### Problem requirements
Gather every line below that contains the word "cushion", and copy each of those lines in full.

Location identification items:
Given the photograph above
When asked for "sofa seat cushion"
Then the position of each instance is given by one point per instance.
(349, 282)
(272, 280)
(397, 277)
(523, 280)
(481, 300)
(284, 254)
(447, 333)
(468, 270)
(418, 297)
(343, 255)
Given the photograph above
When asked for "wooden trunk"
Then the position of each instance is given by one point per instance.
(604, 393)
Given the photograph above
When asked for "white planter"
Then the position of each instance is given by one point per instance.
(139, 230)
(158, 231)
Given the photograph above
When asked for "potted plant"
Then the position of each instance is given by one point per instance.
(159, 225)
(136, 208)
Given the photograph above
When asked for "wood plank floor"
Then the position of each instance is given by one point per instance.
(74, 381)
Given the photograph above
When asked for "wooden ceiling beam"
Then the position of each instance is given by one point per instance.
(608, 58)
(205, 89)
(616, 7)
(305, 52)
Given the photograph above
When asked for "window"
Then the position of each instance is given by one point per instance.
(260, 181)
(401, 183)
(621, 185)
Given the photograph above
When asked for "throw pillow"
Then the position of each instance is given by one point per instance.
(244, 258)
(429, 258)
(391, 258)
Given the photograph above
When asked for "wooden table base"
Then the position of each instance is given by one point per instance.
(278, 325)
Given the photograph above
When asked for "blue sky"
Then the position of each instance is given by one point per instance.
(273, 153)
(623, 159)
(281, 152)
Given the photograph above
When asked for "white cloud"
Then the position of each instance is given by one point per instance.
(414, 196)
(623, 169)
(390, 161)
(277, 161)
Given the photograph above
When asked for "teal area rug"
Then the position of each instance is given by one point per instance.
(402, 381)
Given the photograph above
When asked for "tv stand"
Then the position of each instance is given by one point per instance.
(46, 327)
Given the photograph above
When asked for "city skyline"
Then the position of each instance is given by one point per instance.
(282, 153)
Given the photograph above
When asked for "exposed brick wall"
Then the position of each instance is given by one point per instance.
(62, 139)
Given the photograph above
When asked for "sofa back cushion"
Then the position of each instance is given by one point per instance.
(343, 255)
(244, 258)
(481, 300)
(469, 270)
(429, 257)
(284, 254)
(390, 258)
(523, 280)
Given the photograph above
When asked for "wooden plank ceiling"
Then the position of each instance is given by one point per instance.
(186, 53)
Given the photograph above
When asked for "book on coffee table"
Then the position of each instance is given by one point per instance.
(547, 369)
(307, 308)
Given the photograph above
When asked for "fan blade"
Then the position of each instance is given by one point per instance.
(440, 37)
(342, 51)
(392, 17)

### Reply to the task
When asked for "sofa seat cushion"
When asked for "sofa back cushion"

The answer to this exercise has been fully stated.